Aim
Express the records from the line with "Cam-trap alert: motion was detected. Identify white cuff" up to and including the line with "79, 116, 124, 159" as a two-column CSV with the headers request and answer, one row per request, each value in a single quoted field and any line breaks replaced by spaces.

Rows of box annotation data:
+ + + +
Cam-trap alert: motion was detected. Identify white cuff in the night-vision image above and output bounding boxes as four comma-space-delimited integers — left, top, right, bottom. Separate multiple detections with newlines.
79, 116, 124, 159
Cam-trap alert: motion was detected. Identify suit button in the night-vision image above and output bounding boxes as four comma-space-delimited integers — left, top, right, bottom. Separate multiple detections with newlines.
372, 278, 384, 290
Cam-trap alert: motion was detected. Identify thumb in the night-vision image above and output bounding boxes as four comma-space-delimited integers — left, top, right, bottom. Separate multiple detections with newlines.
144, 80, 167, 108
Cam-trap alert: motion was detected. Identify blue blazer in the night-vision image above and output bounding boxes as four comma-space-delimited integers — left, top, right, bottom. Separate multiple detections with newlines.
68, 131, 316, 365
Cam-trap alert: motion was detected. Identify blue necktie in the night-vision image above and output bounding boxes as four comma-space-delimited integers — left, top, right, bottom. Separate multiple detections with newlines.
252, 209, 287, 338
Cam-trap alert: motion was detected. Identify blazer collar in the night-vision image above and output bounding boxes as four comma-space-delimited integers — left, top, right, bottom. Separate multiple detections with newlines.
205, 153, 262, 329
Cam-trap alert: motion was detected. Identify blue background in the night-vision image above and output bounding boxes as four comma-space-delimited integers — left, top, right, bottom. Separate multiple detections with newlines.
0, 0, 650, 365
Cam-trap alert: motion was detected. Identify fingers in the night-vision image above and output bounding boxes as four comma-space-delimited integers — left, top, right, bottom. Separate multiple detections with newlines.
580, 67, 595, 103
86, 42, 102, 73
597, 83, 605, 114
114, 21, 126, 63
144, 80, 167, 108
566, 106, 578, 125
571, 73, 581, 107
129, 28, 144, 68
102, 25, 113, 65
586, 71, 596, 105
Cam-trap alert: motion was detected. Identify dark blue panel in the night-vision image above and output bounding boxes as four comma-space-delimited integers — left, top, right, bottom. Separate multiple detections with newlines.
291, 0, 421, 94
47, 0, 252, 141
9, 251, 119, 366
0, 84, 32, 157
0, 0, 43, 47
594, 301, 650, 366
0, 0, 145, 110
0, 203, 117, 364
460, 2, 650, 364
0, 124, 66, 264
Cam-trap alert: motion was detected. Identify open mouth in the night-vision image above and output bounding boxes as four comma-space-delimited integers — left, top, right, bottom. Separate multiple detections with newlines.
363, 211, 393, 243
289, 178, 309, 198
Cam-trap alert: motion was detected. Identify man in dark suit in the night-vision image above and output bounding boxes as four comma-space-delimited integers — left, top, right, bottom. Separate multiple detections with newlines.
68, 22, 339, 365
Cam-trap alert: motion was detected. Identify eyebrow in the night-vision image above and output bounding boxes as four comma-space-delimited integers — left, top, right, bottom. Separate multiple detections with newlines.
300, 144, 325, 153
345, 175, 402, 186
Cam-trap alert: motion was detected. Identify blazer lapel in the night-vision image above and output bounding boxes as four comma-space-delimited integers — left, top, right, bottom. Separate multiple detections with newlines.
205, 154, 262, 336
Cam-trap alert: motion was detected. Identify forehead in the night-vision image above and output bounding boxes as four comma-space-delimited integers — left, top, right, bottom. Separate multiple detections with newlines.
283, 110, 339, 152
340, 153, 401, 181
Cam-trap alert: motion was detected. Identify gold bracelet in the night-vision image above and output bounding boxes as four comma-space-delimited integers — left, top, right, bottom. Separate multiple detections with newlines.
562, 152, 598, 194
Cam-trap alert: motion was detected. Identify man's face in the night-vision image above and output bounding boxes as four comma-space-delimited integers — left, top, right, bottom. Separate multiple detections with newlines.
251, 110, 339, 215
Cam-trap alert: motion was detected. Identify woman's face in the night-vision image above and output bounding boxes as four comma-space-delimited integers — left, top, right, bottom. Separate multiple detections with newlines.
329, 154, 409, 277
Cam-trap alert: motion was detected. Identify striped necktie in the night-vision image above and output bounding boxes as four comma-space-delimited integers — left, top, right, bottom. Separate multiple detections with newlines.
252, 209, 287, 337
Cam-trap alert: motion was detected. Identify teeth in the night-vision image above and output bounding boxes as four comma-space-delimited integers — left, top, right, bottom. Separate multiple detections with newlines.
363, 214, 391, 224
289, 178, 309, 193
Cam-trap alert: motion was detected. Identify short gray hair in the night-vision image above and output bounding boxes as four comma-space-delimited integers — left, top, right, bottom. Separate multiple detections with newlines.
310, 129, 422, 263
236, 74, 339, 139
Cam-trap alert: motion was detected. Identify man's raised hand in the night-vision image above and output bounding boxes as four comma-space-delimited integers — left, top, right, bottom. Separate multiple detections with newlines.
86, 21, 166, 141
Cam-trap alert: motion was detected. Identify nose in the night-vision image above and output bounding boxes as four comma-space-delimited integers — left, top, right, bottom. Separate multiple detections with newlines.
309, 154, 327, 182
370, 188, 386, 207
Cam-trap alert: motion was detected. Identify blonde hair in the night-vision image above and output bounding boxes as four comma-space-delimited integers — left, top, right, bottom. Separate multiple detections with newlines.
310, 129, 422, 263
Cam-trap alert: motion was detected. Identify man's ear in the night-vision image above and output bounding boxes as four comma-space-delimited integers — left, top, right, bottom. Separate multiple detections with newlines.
+ + + +
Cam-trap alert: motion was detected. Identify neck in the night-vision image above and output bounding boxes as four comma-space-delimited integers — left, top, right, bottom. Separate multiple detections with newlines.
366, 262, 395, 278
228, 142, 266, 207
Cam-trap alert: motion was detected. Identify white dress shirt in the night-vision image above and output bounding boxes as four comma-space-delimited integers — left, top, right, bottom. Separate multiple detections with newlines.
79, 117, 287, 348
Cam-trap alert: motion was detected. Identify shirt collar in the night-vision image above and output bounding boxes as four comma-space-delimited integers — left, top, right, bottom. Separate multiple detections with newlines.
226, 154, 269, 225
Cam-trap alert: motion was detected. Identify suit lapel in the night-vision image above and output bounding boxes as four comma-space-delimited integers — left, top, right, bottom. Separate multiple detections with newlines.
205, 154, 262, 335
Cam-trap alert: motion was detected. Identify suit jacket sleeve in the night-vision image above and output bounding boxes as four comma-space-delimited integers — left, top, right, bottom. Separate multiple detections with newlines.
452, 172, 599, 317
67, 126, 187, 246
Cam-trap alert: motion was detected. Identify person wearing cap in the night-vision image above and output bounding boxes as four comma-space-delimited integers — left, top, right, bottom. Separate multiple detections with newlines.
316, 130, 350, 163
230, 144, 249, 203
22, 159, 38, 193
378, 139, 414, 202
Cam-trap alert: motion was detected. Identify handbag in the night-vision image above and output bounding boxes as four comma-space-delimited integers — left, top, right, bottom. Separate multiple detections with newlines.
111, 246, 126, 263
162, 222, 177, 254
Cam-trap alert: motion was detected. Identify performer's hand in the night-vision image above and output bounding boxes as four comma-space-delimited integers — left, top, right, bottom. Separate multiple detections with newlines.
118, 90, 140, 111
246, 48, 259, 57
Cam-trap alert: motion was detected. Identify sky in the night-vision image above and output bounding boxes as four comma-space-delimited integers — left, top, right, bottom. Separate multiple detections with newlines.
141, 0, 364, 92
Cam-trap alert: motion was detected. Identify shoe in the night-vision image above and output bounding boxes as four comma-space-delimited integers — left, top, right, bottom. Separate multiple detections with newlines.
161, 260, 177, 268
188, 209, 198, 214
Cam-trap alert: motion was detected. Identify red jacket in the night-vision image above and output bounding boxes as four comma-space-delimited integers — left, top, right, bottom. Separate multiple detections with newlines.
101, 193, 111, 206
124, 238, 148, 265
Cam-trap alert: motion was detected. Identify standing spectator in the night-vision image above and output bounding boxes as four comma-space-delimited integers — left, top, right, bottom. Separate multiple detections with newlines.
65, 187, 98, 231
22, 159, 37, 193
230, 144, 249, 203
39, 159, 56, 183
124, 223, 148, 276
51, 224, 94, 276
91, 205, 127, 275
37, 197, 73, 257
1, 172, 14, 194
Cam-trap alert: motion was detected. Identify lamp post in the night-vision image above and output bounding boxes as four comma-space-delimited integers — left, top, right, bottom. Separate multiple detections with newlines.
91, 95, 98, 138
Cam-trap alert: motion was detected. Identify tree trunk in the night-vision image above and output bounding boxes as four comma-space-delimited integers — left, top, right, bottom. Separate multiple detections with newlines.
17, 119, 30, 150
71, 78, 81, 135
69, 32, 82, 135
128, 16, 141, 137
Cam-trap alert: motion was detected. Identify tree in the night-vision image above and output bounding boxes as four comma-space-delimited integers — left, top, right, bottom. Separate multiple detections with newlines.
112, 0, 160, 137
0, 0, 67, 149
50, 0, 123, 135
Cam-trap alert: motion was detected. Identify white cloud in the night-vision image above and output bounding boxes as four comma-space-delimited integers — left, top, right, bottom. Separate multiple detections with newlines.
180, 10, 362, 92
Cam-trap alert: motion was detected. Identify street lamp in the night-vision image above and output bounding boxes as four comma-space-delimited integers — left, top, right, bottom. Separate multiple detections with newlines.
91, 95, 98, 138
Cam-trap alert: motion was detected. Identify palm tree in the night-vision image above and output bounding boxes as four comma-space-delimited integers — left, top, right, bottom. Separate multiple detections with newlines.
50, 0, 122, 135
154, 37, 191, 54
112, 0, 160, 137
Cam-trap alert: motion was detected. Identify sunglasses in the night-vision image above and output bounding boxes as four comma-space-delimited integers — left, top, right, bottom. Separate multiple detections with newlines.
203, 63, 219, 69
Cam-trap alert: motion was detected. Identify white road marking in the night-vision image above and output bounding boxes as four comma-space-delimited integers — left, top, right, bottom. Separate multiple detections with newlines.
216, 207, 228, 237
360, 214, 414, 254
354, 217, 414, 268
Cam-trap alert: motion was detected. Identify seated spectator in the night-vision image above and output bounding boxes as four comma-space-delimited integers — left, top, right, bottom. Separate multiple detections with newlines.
+ + + +
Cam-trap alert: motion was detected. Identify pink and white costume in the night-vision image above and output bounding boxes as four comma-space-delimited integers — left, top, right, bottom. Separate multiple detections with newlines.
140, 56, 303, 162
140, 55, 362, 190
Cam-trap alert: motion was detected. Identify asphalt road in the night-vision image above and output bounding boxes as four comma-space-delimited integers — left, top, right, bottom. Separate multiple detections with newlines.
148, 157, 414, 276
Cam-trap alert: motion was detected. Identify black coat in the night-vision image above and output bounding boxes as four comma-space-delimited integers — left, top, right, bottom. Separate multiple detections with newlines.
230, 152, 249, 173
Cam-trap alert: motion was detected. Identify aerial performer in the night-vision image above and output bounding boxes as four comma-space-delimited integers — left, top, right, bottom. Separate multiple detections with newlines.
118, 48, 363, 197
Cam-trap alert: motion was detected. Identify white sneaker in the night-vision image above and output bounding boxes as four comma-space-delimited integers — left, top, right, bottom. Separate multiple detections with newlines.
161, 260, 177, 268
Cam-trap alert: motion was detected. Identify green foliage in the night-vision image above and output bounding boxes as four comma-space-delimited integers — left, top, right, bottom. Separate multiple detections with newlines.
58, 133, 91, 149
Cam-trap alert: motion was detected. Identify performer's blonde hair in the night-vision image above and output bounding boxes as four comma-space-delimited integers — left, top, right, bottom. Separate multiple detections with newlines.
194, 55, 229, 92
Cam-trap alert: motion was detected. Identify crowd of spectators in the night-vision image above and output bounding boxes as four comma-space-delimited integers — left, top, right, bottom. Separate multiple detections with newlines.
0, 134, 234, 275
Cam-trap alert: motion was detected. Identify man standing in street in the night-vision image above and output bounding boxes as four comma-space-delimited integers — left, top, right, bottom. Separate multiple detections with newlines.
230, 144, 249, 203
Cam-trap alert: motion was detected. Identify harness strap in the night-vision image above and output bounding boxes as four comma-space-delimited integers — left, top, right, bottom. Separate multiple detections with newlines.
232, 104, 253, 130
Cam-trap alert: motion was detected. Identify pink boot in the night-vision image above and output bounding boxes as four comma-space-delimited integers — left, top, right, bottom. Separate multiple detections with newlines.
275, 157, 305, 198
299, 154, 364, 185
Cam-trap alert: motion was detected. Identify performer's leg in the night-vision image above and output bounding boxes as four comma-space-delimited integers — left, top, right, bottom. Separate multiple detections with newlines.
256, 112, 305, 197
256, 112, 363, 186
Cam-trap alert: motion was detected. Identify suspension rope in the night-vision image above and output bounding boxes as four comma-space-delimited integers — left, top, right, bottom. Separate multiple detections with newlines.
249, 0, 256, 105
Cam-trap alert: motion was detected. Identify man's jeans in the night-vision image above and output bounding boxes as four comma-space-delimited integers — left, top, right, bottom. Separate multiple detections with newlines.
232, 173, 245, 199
+ + + +
Reply to the task
request,answer
"Cam-trap alert: motion was detected. Identify white cuff in the night-vision image above and output bounding boxes as four comma-space-delimited integers — left, top, right, bottom. Separate multiple detections with newlines.","79, 116, 124, 159"